## [What needs to be done]
Extract the lines of the listing word for word, from its first line through the line that contains "positive clicks: (827, 309) (854, 338)", including both of those lines.

[Segmentation mask listing data]
[Start of Attachment]

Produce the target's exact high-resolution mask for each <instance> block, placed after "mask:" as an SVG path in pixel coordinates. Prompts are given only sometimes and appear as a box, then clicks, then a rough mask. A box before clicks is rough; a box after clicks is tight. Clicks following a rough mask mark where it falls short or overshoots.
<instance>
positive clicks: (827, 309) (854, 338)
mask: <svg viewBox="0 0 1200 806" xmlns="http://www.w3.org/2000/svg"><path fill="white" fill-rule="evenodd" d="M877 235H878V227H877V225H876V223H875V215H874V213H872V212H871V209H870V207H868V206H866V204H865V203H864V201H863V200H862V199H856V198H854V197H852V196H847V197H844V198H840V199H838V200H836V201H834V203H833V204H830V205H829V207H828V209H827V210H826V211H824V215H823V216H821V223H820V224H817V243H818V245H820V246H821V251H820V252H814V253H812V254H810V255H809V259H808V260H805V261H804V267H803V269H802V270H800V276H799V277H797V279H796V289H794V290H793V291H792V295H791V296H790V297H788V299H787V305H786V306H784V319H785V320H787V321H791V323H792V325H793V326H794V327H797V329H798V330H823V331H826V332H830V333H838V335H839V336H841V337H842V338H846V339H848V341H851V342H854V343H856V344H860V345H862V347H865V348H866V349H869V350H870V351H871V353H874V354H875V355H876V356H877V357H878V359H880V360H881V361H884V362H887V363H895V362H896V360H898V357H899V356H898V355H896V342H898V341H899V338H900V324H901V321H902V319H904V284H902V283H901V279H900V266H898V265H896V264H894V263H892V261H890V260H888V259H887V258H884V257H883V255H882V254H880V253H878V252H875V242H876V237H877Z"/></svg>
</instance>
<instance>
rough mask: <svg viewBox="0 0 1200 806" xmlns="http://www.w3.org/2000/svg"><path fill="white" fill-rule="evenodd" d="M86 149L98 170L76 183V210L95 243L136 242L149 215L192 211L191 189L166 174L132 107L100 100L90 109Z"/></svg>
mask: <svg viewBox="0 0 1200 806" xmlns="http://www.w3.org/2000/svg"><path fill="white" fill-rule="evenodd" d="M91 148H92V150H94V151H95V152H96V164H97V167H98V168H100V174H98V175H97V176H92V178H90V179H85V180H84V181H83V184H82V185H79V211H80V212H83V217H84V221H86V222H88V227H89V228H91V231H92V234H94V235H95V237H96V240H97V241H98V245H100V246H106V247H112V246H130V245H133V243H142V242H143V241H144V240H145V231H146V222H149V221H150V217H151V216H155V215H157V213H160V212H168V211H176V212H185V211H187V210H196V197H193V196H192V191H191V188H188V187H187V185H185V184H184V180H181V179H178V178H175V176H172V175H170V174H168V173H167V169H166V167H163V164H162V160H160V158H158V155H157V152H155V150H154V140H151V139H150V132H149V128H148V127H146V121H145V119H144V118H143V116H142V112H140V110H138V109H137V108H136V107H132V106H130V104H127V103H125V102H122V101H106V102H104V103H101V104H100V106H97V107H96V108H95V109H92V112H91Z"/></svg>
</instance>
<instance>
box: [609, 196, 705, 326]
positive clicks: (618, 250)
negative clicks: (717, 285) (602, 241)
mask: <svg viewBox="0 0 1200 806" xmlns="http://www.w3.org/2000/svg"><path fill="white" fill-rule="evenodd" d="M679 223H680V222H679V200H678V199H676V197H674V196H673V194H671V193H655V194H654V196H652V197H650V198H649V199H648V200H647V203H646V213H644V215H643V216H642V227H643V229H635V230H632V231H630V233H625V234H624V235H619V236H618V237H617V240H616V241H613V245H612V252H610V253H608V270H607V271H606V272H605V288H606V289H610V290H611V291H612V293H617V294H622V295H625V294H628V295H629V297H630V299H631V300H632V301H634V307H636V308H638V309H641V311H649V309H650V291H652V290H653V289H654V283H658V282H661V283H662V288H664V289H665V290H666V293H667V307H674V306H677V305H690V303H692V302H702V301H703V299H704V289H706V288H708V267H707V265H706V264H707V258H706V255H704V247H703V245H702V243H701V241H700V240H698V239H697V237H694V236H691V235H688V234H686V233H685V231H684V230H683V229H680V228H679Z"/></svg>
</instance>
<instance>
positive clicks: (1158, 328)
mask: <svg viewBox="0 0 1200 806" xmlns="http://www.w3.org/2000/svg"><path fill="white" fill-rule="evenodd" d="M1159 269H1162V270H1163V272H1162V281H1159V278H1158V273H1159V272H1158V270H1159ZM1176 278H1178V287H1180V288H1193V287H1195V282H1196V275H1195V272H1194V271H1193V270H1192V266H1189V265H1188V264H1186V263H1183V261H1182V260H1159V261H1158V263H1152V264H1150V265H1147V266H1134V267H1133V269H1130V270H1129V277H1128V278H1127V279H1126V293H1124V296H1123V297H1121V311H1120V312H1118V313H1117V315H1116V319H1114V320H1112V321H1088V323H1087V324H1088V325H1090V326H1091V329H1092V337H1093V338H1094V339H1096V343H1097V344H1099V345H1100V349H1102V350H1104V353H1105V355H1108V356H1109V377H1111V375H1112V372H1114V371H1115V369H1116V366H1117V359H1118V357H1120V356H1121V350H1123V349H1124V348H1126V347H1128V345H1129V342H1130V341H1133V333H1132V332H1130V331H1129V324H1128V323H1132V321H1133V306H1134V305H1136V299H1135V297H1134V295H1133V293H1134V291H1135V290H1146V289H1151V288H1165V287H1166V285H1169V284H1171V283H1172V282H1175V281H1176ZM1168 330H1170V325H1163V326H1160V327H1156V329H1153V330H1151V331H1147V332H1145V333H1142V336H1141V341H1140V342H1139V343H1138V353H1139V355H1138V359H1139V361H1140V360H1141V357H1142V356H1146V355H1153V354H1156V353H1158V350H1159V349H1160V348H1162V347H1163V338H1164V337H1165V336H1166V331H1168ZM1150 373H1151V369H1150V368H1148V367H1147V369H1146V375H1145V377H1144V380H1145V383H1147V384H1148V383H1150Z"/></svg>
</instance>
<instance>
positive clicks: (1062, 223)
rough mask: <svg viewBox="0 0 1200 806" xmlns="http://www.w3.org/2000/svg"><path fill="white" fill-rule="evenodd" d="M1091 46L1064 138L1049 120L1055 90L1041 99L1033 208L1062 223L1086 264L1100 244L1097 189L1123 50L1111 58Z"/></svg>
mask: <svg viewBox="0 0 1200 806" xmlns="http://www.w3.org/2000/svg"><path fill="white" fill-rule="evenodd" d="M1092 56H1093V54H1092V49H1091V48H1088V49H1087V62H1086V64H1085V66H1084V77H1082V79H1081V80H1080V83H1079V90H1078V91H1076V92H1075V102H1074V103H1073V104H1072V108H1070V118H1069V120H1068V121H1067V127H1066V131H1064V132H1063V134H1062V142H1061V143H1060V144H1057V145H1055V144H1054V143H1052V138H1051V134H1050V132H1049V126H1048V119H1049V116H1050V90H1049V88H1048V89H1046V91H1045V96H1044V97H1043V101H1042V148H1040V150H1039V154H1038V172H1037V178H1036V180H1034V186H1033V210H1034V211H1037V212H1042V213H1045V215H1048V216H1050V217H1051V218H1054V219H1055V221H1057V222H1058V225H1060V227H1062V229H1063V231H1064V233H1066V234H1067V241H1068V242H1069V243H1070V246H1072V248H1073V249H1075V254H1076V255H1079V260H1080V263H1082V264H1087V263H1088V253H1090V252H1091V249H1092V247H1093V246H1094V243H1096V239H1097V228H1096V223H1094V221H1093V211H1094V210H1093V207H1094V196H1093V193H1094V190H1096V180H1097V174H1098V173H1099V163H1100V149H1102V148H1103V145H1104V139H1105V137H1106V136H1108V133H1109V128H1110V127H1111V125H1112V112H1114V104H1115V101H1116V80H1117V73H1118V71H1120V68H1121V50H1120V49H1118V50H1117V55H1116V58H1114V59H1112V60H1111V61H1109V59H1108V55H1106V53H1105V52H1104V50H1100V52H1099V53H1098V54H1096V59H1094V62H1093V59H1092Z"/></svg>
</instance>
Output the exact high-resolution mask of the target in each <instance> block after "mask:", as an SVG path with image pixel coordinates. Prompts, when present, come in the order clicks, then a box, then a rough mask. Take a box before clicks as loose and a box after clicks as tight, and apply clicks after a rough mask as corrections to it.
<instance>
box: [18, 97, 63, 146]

[End of Attachment]

## [Exercise result]
Produce the target's exact high-resolution mask for each <instance> block, placed after "mask:" as an SVG path in pixel coordinates. Prompts are given only sometimes and appear as a box, then clicks, then a rough mask. A box before clicks is rough; a box after clicks is tight. Clicks following a rough mask mark where it falls short or overshoots.
<instance>
positive clicks: (827, 309) (854, 338)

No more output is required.